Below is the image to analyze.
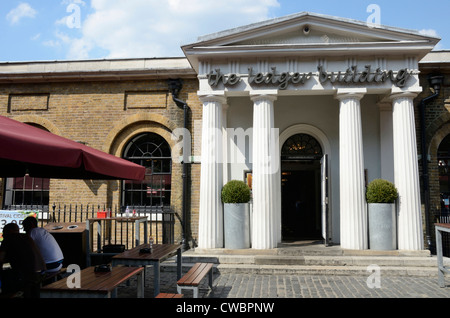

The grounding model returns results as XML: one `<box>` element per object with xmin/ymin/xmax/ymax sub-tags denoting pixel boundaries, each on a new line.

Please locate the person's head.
<box><xmin>22</xmin><ymin>216</ymin><xmax>38</xmax><ymax>233</ymax></box>
<box><xmin>2</xmin><ymin>223</ymin><xmax>20</xmax><ymax>239</ymax></box>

____

TASK ITEM:
Could you copy exactly the line containing "The grounding model" and each line after it through the end of the records, and nothing else?

WRITTEN ANSWER:
The grounding model returns results as XML: one `<box>` element per object with xmin/ymin/xmax/ymax sub-tags denoting pixel boundaries, each on a new line.

Please locate the person's head.
<box><xmin>22</xmin><ymin>216</ymin><xmax>38</xmax><ymax>233</ymax></box>
<box><xmin>2</xmin><ymin>223</ymin><xmax>20</xmax><ymax>239</ymax></box>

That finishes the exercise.